▶ **Problem description**: From the line containing "get_bbox(large window)" through the last line of the data, return those lines exactly as written and nothing more.

-- Dataset extract follows --

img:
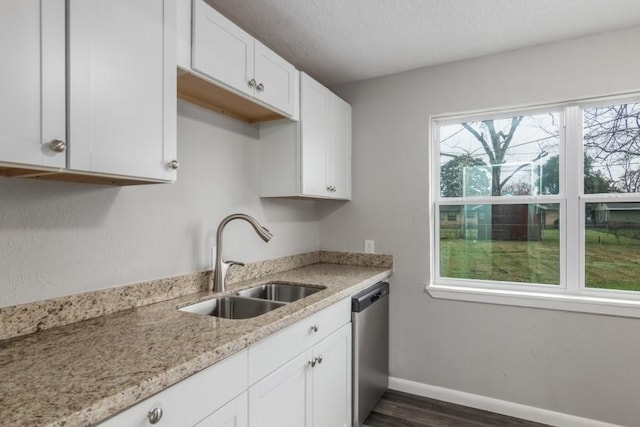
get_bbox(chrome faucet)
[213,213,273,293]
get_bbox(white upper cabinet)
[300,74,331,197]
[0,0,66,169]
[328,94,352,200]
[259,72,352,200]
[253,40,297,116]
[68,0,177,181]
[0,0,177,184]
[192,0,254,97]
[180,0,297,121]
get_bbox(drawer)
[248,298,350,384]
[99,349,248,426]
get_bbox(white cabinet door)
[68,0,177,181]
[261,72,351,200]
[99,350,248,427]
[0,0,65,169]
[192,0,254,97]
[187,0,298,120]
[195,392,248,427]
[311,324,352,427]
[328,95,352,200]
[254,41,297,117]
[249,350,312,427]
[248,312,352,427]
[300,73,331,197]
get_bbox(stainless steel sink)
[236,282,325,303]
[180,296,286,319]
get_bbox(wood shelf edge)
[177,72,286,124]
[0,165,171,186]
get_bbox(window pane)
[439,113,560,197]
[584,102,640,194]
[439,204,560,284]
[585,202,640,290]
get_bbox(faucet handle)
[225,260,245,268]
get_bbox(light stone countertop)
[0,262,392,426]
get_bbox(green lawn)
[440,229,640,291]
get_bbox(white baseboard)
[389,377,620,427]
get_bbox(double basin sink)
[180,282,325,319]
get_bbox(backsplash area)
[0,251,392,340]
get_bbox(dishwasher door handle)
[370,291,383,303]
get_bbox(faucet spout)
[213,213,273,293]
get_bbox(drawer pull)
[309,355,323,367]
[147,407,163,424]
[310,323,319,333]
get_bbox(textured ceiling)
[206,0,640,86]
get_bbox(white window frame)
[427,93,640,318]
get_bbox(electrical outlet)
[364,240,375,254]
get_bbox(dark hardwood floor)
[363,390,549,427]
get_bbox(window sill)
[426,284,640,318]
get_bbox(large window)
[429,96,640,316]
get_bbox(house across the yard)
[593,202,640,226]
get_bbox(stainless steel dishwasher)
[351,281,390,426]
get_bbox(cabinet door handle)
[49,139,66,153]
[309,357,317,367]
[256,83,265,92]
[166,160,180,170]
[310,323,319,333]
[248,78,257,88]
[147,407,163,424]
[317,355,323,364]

-- Dataset extract concluded --

▶ **Answer to the problem**:
get_bbox(large window)
[429,96,640,316]
get_bbox(house across the yard)
[593,202,640,226]
get_bbox(stainless steel dishwasher)
[351,281,390,426]
get_bbox(cabinet door handle)
[49,139,66,153]
[309,357,317,367]
[256,83,265,92]
[166,160,180,170]
[310,323,319,333]
[248,78,257,88]
[147,407,163,424]
[317,355,323,364]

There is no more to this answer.